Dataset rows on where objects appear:
——————
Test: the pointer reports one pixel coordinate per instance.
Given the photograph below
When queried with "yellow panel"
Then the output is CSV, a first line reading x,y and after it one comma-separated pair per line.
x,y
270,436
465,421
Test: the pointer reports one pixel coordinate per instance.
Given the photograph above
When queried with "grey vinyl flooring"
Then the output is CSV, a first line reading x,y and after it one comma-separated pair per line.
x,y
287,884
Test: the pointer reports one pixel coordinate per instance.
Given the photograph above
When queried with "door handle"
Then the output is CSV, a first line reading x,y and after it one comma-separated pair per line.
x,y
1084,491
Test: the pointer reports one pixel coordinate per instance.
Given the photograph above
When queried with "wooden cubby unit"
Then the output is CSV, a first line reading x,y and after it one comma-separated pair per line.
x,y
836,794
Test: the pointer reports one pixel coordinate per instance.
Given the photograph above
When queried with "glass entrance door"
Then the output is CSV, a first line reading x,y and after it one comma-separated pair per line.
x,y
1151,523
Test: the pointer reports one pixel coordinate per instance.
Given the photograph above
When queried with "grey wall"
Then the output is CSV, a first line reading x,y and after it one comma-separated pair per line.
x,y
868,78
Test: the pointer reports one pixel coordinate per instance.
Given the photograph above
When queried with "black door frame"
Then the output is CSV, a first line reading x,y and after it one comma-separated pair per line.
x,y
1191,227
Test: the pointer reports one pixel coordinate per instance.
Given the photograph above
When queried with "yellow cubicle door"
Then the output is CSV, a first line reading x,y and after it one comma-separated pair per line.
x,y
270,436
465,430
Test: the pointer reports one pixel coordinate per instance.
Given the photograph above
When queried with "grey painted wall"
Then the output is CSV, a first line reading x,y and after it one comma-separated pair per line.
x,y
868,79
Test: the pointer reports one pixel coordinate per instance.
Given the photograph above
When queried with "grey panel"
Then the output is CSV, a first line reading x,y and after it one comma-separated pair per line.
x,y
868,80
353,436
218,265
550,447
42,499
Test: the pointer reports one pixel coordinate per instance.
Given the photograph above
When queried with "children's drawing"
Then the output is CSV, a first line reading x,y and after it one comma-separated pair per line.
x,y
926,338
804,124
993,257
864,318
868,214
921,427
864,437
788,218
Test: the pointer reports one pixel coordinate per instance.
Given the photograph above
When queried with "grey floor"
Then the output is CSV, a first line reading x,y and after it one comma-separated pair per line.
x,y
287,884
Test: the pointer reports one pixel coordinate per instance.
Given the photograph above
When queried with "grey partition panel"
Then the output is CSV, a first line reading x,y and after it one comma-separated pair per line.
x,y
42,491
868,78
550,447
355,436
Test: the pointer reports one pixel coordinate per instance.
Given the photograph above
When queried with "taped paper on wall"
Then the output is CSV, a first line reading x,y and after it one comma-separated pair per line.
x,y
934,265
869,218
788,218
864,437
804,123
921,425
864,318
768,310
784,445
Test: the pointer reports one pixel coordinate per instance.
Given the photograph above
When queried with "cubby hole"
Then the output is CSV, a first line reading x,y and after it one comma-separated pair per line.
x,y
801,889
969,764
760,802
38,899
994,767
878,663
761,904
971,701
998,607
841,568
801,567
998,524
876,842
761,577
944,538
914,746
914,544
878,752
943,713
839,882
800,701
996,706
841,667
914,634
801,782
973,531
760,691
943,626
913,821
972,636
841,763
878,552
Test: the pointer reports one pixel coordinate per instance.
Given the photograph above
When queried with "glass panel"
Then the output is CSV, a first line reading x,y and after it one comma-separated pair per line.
——————
### OBJECTIVE:
Write every line of the material above again, exactly.

### ANSWER TO THIS EXERCISE:
Test: the pointer reports one pixel coordinate per instance.
Given the photograph below
When queried with "yellow panel"
Then the output is CSV, a first line reading x,y and after it one comma-separated pair per line.
x,y
270,436
465,421
Test: the pointer reports one pixel coordinate per instance.
Given the photograph above
When queried with "grey vinyl flooring"
Then the output is CSV, a first line reading x,y and after it one comma-separated pair per line.
x,y
287,884
Test: the pointer reports one pixel coordinate per instance.
Given the photograph above
When queried with "door handle"
Then the output is CSV, a first line reading x,y and after it one comma-separated pair per line.
x,y
1084,491
Test: the pointer reports one pixel coordinate per instance.
Given the photograph above
When queried with "wooden cubby unit"
Then the output is CSV, a first line reading x,y and after it one comma-separated pair per line.
x,y
836,794
Test: the pointer reports one pixel coordinate per instance.
Given the photograph above
When queried with "glass entrance door"
Then the output is CSV, a first line reading x,y and after it one comma-separated pair per line.
x,y
1151,523
Test: the pointer reports one pixel coordinate per instance.
Given the photograph above
When queried with "grey wall"
Then the output is CSV, a first line reading x,y and after it one comma-separated pair per line.
x,y
868,78
Test: the pointer reports one pixel coordinate per instance.
Given the photograph above
When queried with "black door frame"
Then the output is CSV, a first line reading x,y and after it one comma-separated pair per line.
x,y
1191,227
Test: the pointer reports one pixel coordinate per instance.
Given the photograph above
When queried with "yellow cubicle door"
Then the output is CSV, a first line reading x,y and after it one comma-separated pair per line.
x,y
270,436
465,430
Test: the pointer reports one pixel coordinate per instance.
Given the photograph above
When queried with "grey painted wall"
Then the output is CSV, a first line reading x,y and after it one comma-separated pair per line.
x,y
868,79
Test: the pointer reports one pixel coordinate per instance.
Given the photograph above
When queried with "grey panel"
Then the output is CSV, a first line reading x,y and after it one comma-separated pair per line.
x,y
868,80
353,436
218,265
550,447
42,499
Test: the pointer reports one pixel coordinate per instance.
Given the photograph above
When queried with "children's drawing"
Then the output is CSV, a first line reading x,y and after it one comma-separated pair per line.
x,y
926,338
804,124
993,257
864,318
868,214
921,427
864,437
788,218
Test: the pointer reports one pixel coordinate per instance.
Given the photograph above
When queried with "grey floor"
Then the output is CSV, a first line reading x,y and after it one comma-separated pair per line.
x,y
287,884
Test: the pointer reports one pixel coordinate per instance.
Given the photograph above
When queried with "grey partition panel"
Then the output is CSV, a first line reading x,y and after it one comma-separated pair per line.
x,y
42,491
868,78
550,447
355,436
Test: the pointer reports one pixel coordinate per instance.
Given the photograph above
When queried with "taped paper on wall"
Then the output is CSV, a first line reading x,y and after it one comma-separated pair per line.
x,y
934,265
869,218
788,218
864,437
804,123
921,425
864,318
768,310
784,445
Test: the pointer reports one pixel coordinate per instance.
Given the photograph above
When queried with "cubby hole"
Then the output is CSV, a first line reading x,y and after it one comma-separated pair per line.
x,y
801,889
969,764
760,802
38,899
994,767
878,663
761,904
971,701
998,607
841,568
801,567
998,524
876,842
761,577
944,538
914,746
914,544
878,752
943,713
839,882
800,701
996,706
841,667
914,634
801,782
973,531
760,691
943,626
913,821
972,636
841,763
878,552
Test: the pointer reports one pixel coordinate per instance.
Given the photograph above
When queried with "glass panel"
Then the output is CSV, a first line reading x,y and after it one comma-separated pair per line.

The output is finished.